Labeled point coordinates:
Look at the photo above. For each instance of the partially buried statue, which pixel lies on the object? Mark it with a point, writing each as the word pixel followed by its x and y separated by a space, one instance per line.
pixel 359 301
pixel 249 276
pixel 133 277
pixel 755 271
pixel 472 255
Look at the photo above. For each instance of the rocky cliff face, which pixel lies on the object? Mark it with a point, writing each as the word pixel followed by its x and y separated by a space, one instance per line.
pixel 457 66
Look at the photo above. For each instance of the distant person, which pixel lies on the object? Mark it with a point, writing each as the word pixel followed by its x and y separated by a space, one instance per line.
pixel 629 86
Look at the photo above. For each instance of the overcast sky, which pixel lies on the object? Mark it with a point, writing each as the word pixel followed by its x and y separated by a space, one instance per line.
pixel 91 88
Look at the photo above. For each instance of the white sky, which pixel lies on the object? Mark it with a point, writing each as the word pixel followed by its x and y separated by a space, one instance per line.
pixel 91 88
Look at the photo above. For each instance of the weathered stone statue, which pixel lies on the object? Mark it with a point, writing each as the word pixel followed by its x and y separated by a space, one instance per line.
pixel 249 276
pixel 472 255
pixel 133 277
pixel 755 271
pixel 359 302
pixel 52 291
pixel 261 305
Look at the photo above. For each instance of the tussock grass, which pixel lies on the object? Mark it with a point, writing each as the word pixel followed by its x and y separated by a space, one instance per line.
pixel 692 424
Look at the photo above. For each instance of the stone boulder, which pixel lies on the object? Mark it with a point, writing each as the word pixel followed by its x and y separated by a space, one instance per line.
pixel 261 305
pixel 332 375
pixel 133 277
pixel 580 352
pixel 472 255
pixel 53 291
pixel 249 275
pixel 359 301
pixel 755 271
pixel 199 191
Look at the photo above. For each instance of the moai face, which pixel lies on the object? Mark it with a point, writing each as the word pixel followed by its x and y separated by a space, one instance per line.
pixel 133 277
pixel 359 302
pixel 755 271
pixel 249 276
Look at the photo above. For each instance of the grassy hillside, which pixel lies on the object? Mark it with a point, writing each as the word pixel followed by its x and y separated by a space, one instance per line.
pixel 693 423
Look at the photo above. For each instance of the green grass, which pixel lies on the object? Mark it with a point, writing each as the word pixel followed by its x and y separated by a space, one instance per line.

What to produce: Copy the lines above word for word, from the first line up to and including the line with "pixel 692 424".

Exercise result:
Look at the photo above. For each instance of the partially buried statue, which pixel lies on the object? Mark it with a point, writing each as the word pixel followed by its x and y separated by a space, one instance per line.
pixel 359 301
pixel 249 276
pixel 133 277
pixel 755 271
pixel 472 255
Look at the photo above. For each instance of the rocky cliff face, which pixel lies on the object? Mark it with a point, writing each as the word pixel followed by its x and y separated by a space, one instance per line.
pixel 457 66
Look at the photo above. For each instance of the distant person, which pixel lies on the object? Mark it with a point, writing each as the word pixel followed by its x and y separated by a space, one instance per line.
pixel 629 86
Look at the photo above. For each instance of the overcast sky, which pixel lies on the object? Mark it with a point, writing each as the word pixel followed by its x and y separated by a space, one instance per line.
pixel 91 88
Look at the photo above. For each instance of the white sky, which pixel lies on the object? Mark it with a point, writing each as the word pixel followed by its x and y separated by a space, one instance per line.
pixel 91 88
Look at the photo above. For each instance of the weathered stone statue, which pixel lies on the object? Mark it with a point, writing each as the word pixel followed by its x and y separated by a space, one instance per line.
pixel 249 276
pixel 472 255
pixel 133 277
pixel 755 271
pixel 359 302
pixel 52 291
pixel 261 305
Look at the photo above. For each instance of the tussock grass, which pixel lies on the object? Mark it with a point, writing each as the word pixel followed by its x and y separated by a space, one instance per line.
pixel 692 424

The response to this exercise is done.